■ **WORK TO BE COMPLETED**:
Give back the full data, retyped precisely.

*** Opening of DATA UNDER STUDY ***

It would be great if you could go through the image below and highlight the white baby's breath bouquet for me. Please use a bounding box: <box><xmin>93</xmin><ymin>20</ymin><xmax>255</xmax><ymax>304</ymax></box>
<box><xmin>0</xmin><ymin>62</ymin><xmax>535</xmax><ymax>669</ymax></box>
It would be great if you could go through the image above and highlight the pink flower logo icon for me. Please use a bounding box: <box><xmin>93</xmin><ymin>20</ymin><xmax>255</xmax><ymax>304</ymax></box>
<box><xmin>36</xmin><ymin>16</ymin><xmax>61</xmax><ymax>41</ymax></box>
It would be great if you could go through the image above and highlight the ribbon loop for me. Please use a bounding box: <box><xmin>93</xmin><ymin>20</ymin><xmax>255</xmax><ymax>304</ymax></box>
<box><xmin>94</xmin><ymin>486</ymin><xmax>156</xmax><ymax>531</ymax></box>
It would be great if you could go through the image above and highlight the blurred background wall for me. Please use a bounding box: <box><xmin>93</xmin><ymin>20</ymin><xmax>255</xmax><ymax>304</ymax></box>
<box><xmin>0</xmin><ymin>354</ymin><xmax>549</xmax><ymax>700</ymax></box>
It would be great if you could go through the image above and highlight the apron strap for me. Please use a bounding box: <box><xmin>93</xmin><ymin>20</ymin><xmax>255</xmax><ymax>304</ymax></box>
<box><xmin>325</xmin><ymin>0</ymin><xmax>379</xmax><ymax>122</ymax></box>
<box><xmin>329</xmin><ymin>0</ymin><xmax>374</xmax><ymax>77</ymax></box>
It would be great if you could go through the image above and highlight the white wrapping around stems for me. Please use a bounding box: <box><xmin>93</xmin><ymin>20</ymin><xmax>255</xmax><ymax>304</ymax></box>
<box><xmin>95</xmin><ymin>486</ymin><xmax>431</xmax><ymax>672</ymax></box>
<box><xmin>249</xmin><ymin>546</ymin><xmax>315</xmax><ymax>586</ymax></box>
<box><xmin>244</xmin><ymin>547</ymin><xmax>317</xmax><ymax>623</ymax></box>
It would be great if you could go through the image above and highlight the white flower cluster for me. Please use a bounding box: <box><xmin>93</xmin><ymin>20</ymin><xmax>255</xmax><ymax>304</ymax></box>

*** Close of DATA UNDER STUDY ***

■ **THE ANSWER**:
It would be great if you could go through the image below and highlight the white baby's breath bouquet for me. Please use a bounding box: <box><xmin>93</xmin><ymin>20</ymin><xmax>255</xmax><ymax>304</ymax></box>
<box><xmin>0</xmin><ymin>62</ymin><xmax>535</xmax><ymax>669</ymax></box>
It would be great if you could go through the image above and highlight the pink flower logo icon for me. Please use a bounding box: <box><xmin>93</xmin><ymin>20</ymin><xmax>255</xmax><ymax>304</ymax></box>
<box><xmin>36</xmin><ymin>16</ymin><xmax>61</xmax><ymax>41</ymax></box>
It would be great if you could go through the image above and highlight the ribbon loop for me. Please use a bounding box: <box><xmin>93</xmin><ymin>20</ymin><xmax>255</xmax><ymax>304</ymax></box>
<box><xmin>94</xmin><ymin>486</ymin><xmax>156</xmax><ymax>531</ymax></box>
It would be great if you could go through the image above and highlight the blurred background wall for me. Please use a bounding box: <box><xmin>93</xmin><ymin>20</ymin><xmax>255</xmax><ymax>304</ymax></box>
<box><xmin>0</xmin><ymin>354</ymin><xmax>549</xmax><ymax>700</ymax></box>
It would be great if you could go through the image above and highlight the apron strap for me. Please use a bounding box: <box><xmin>93</xmin><ymin>20</ymin><xmax>255</xmax><ymax>304</ymax></box>
<box><xmin>325</xmin><ymin>0</ymin><xmax>379</xmax><ymax>122</ymax></box>
<box><xmin>329</xmin><ymin>0</ymin><xmax>374</xmax><ymax>77</ymax></box>
It would be great if you could go through the image above and highlight the white wrapping around stems for me. Please use a bounding box: <box><xmin>93</xmin><ymin>20</ymin><xmax>255</xmax><ymax>304</ymax></box>
<box><xmin>95</xmin><ymin>486</ymin><xmax>431</xmax><ymax>672</ymax></box>
<box><xmin>249</xmin><ymin>546</ymin><xmax>315</xmax><ymax>586</ymax></box>
<box><xmin>244</xmin><ymin>547</ymin><xmax>317</xmax><ymax>623</ymax></box>
It would be great if you could go through the image above and highlight the white flower cluster for me. Please use a bounding box: <box><xmin>93</xmin><ymin>20</ymin><xmax>255</xmax><ymax>304</ymax></box>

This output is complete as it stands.